(Excerpts of pointing data)
▶
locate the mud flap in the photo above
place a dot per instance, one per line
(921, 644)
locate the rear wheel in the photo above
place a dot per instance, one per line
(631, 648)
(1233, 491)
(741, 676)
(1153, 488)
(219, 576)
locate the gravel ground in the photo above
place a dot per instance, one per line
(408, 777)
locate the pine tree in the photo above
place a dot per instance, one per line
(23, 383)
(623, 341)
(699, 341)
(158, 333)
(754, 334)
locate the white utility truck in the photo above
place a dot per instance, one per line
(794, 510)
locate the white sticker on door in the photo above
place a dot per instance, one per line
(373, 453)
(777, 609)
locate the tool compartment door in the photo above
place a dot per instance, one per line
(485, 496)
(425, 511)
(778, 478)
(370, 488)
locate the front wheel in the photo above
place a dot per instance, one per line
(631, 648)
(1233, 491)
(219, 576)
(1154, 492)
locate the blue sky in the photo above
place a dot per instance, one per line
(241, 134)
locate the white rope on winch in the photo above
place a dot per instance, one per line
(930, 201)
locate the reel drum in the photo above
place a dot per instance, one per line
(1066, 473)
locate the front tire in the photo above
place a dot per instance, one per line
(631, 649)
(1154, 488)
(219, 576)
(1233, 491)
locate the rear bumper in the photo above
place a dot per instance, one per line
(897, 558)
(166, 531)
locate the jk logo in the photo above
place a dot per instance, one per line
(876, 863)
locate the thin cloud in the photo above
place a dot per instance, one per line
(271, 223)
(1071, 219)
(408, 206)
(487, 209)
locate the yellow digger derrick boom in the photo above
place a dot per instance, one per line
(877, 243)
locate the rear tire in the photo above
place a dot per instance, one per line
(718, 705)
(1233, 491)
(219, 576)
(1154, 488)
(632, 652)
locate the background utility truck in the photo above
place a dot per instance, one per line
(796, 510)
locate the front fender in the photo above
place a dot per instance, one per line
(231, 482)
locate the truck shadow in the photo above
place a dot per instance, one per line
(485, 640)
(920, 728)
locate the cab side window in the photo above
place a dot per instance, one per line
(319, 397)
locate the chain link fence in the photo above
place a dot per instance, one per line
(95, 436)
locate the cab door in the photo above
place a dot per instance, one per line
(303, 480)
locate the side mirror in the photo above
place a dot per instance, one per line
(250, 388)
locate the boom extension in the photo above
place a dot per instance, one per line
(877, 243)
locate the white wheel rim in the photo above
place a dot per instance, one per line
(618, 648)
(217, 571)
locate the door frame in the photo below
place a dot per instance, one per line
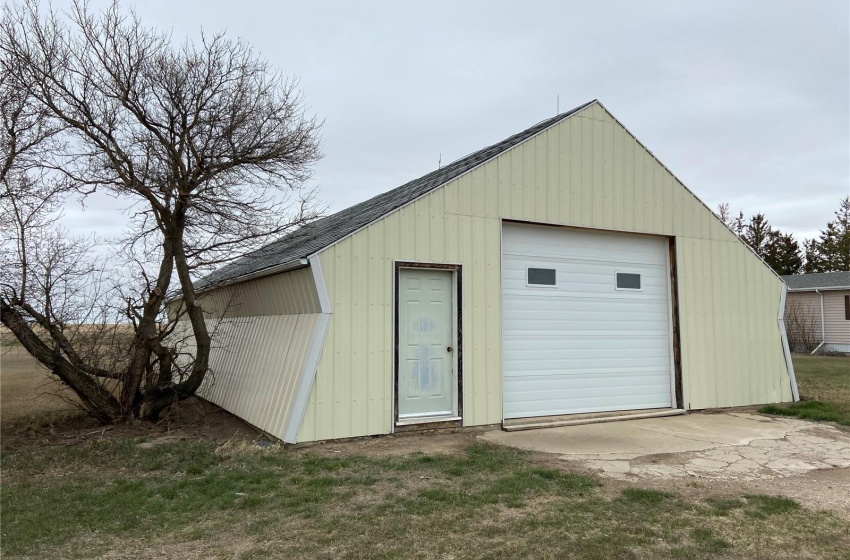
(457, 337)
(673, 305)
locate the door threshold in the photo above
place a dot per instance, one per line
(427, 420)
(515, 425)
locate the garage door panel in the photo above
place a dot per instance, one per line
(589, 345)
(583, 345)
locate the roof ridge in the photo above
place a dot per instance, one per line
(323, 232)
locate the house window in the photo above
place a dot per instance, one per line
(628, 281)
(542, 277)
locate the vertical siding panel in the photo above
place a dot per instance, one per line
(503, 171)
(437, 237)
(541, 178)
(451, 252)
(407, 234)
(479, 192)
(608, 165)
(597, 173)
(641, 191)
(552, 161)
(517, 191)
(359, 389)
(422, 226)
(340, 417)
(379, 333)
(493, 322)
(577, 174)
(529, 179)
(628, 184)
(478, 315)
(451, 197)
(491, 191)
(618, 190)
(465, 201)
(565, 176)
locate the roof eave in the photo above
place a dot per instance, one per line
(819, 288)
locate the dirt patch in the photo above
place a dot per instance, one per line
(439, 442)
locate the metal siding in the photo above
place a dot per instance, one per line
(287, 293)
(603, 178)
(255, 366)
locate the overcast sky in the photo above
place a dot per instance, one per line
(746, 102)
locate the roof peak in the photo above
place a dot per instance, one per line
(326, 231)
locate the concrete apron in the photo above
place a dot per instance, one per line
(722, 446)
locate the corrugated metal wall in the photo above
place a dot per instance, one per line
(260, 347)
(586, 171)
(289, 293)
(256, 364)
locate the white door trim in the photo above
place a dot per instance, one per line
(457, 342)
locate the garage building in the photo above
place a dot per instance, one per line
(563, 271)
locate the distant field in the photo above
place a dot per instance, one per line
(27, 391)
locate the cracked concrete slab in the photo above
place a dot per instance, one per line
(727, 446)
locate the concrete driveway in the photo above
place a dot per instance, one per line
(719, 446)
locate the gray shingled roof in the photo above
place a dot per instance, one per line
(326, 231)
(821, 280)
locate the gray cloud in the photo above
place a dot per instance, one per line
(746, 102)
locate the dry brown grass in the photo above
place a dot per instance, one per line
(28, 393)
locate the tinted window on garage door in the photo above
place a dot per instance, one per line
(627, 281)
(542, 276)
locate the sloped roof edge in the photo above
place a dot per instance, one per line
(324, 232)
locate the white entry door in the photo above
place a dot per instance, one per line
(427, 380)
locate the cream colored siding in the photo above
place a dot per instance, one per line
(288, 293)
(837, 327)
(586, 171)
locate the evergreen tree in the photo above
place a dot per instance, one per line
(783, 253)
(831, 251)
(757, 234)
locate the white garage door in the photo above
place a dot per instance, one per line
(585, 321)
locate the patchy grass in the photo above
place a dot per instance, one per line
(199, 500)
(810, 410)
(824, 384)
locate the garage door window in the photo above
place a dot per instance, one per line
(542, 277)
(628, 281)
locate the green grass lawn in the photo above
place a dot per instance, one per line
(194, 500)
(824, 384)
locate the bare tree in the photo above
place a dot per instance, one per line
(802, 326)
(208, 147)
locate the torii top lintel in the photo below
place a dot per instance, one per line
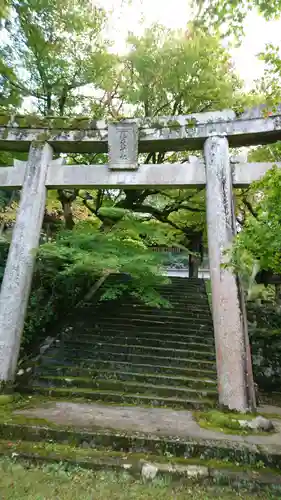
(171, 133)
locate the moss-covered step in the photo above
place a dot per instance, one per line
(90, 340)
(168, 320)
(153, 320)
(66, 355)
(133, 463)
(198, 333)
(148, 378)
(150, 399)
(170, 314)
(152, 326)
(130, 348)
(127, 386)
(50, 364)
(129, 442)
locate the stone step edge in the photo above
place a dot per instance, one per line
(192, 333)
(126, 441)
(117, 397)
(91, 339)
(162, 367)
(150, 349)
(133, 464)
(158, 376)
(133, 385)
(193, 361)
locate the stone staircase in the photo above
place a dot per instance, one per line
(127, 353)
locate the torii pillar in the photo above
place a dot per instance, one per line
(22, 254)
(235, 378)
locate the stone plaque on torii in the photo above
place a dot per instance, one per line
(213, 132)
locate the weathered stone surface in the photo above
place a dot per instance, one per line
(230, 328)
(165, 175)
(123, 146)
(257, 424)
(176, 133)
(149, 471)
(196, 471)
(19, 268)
◀
▶
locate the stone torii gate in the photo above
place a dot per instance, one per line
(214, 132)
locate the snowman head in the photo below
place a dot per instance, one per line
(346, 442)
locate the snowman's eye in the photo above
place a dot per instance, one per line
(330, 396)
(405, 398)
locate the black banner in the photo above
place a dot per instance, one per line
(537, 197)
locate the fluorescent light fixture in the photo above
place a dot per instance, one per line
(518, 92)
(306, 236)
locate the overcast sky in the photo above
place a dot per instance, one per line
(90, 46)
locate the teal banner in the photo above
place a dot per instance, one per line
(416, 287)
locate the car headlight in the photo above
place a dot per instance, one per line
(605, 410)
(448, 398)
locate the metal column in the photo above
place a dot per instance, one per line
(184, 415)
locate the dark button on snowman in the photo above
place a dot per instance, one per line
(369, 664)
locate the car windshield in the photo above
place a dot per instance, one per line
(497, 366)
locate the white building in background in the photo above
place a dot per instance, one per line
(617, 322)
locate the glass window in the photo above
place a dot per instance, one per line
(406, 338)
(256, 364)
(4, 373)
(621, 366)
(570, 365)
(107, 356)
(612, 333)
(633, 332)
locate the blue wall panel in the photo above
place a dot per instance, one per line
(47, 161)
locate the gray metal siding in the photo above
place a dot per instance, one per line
◀
▶
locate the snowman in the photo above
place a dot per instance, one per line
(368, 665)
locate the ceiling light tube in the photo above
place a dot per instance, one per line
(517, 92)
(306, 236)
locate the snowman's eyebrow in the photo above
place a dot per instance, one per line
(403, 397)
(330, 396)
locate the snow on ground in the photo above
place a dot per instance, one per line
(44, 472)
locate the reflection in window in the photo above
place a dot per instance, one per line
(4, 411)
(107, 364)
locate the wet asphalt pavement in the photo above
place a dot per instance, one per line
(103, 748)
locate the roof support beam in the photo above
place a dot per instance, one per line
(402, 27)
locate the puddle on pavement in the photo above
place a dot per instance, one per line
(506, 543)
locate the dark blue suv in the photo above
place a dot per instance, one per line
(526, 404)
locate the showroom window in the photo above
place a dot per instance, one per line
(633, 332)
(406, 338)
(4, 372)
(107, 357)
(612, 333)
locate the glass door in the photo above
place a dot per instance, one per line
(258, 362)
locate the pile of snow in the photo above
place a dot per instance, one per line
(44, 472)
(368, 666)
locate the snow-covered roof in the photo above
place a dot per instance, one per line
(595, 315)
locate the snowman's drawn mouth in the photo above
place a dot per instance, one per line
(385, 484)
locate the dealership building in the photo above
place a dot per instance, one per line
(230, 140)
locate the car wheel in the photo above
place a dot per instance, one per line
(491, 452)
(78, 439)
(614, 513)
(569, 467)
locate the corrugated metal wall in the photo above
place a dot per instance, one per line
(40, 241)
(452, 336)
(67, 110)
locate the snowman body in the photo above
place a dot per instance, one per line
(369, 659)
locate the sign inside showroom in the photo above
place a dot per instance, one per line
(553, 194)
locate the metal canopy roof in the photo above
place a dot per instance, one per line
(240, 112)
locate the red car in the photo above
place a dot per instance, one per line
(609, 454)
◀
Requirements: Find every line in the lines above that contains the word "boom" and copy each one out. Treat uppercase and lowercase as different.

Response to the exercise:
locate the yellow digger derrick boom in the photo above
locate the boom extension in the photo above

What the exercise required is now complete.